BRANO PROPOSTO:
########

Nella campagna elettorale per le europee, abbiamo dovuto assistere anche alla reiterata esibizione, da parte del capo della Lega, di simboli religiosi cari alla tradizione cattolica (crocefisso, rosario, con, chicca finale, affidamento al Cuore Immacolato di Maria!). Un disegno strumentale quanto goffo di auto-legittimarsi presso i cattolici come defensor di valori costitutivi dell’identità nazionale, attinti dalla stessa pietà popolare. In un tempo in cui globalizzazione e immigrazione (specie di religione islamica) rischierebbero d’indebolire la coscienza identitaria collettiva, «io» ‒ fa intendere l’autore di simili esternazioni ‒ mi ergo a paladino di questa identità.

Sconcertano sia la spregiudicatezza dell’operazione comiziale sia l’insipienza storico-culturale-religiosa che la ispira, ignara, quest’ultima, del cammino chiarificatore, dal Concilio Vaticano II in qua, su un tema delicato come quello del rapporto fra religione e politica.

A vari livelli, le autorità religiose sono intervenute per smascherare le ambiguità di siffatti comportamenti politici. Il tasto, universalmente battuto, pur con accenti diversi, ha riguardato l’inaccettabile strumentalizzazione della religione per fini e interessi di parte. Reazione sacrosanta. Ma forse non ha torto chi ha rilevato un certo imbarazzo delle gerarchie cattoliche a misurarsi con una questione legata all’«imprevisto ritorno della religione nello spazio pubblico»[1]. Questo, anche perché i comportamenti in discussione, al di là del folclore esibizionistico, suscitano seri interrogativi pastorali, stante l’adesione alla Lega ‒ cosa da tempo acclarata ‒ di una non indifferente quota di cattolici praticanti. Anzi, per buona parte di costoro, l’esibizione dei simboli religiosi, lungi dall’essere vissuta come inaccettabile «rito magico»[2], assume, piuttosto, funzione di rinforzo identitario sullo stesso piano civile.

########

IL TUO OBIETTIVO: Nel brano proposto, quale affidamento viene indicato come «chicca finale» tra i simboli esibiti dal capo della Lega?

ELENCO DEI DATI:
########

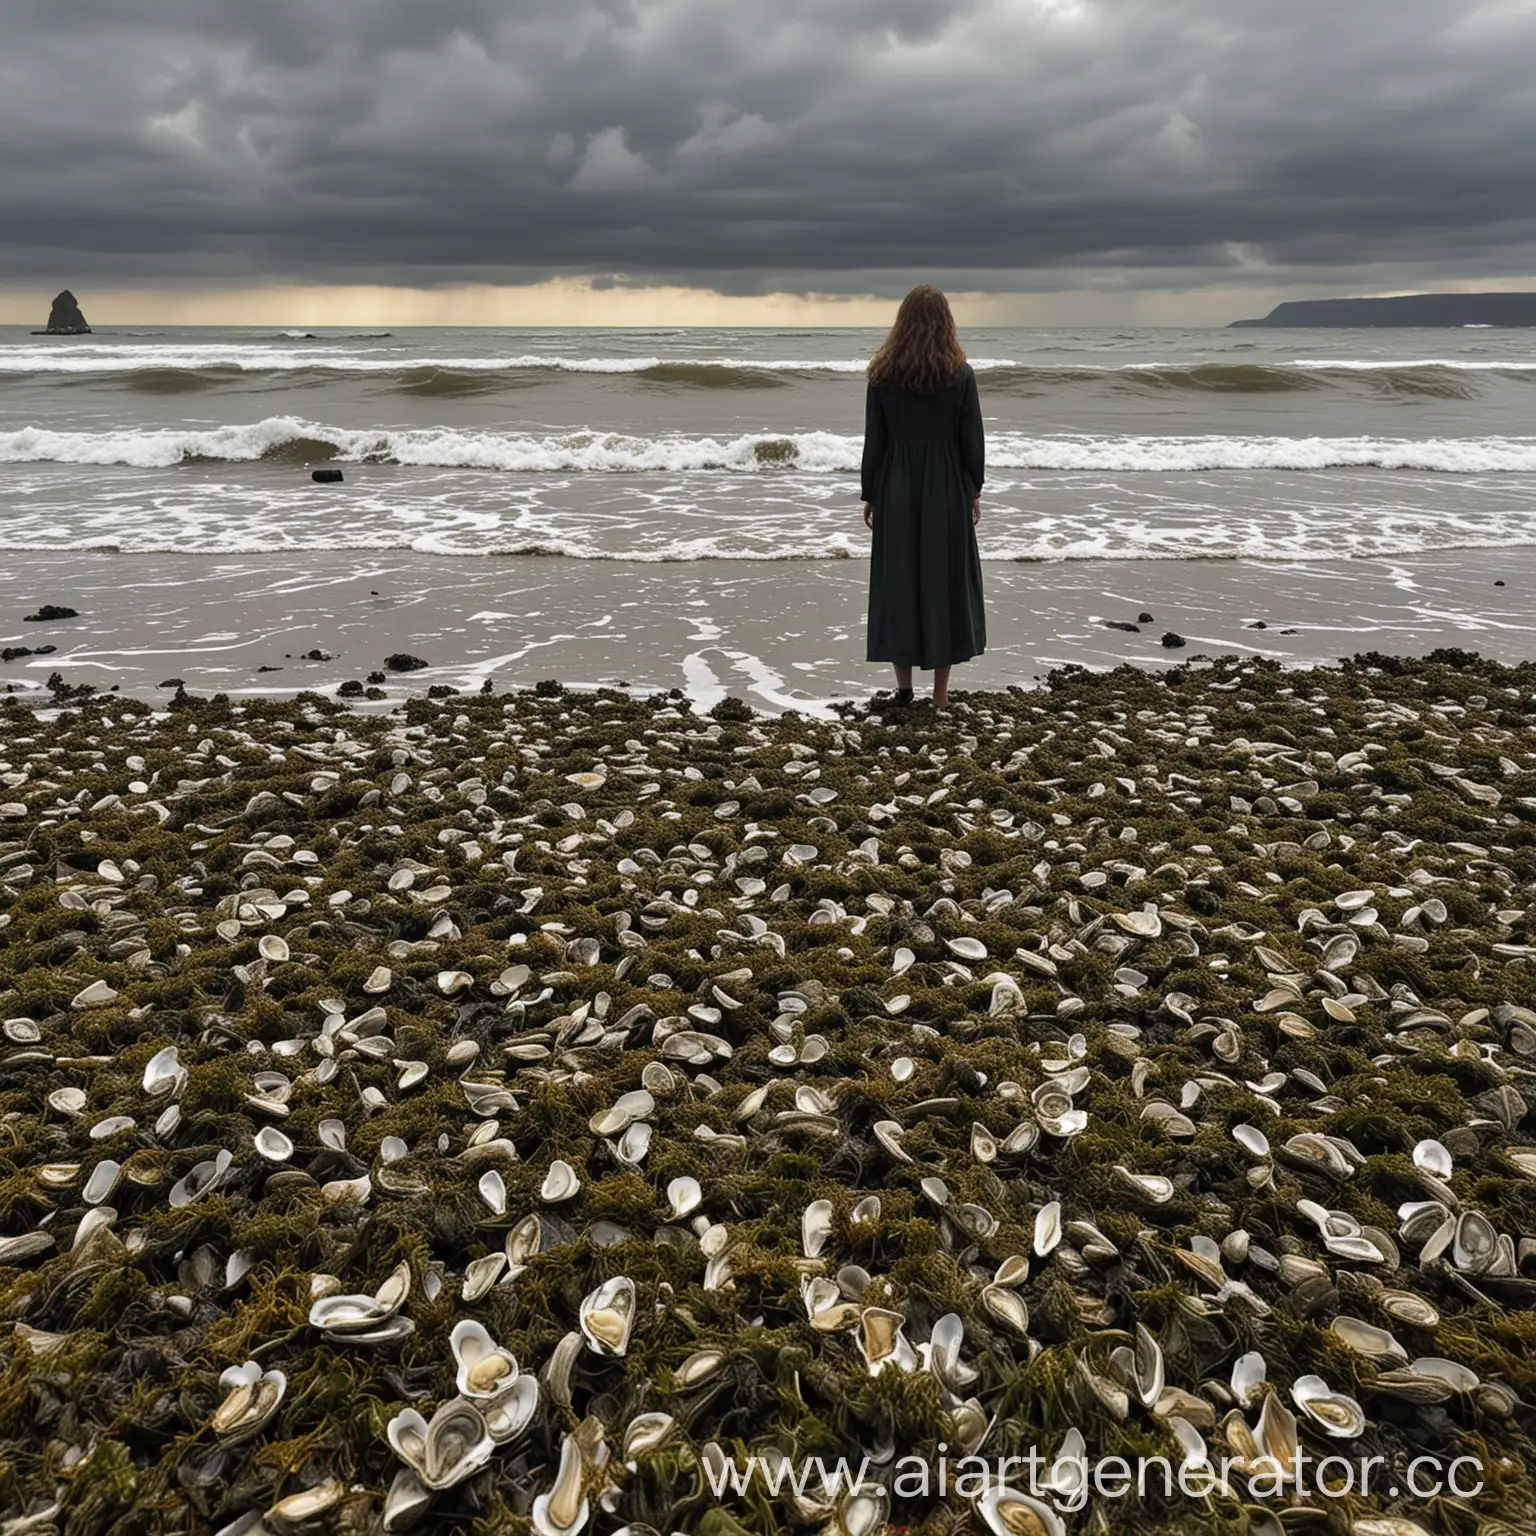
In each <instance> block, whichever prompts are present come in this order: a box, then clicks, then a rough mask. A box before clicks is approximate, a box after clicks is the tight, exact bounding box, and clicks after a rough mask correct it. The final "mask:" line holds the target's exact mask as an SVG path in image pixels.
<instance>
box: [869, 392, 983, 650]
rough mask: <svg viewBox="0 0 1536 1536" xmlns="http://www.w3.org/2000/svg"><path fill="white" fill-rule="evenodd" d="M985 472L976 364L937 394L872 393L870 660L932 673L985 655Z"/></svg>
mask: <svg viewBox="0 0 1536 1536" xmlns="http://www.w3.org/2000/svg"><path fill="white" fill-rule="evenodd" d="M985 470H986V452H985V438H983V432H982V401H980V398H978V395H977V389H975V373H974V372H972V370H971V364H969V362H968V364H966V366H965V367H963V369H962V370H960V373H958V375H957V376H955V381H954V382H952V384H951V386H948V387H946V389H942V390H938V392H937V393H935V395H914V393H912V392H911V390H906V389H902V387H900V386H895V384H871V386H869V393H868V398H866V401H865V450H863V499H865V501H868V502H872V504H874V550H872V551H871V558H869V660H872V662H892V664H894V665H897V667H920V668H923V670H932V668H934V667H951V665H954V664H955V662H966V660H969V659H971V657H972V656H980V654H982V651H985V650H986V614H985V611H983V608H982V556H980V554H978V551H977V547H975V525H974V524H972V521H971V502H972V499H974V498H975V496H977V495H980V492H982V479H983V475H985Z"/></svg>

########

RISPOSTA AL COMPITO: L'affidamento al Cuore Immacolato di Maria.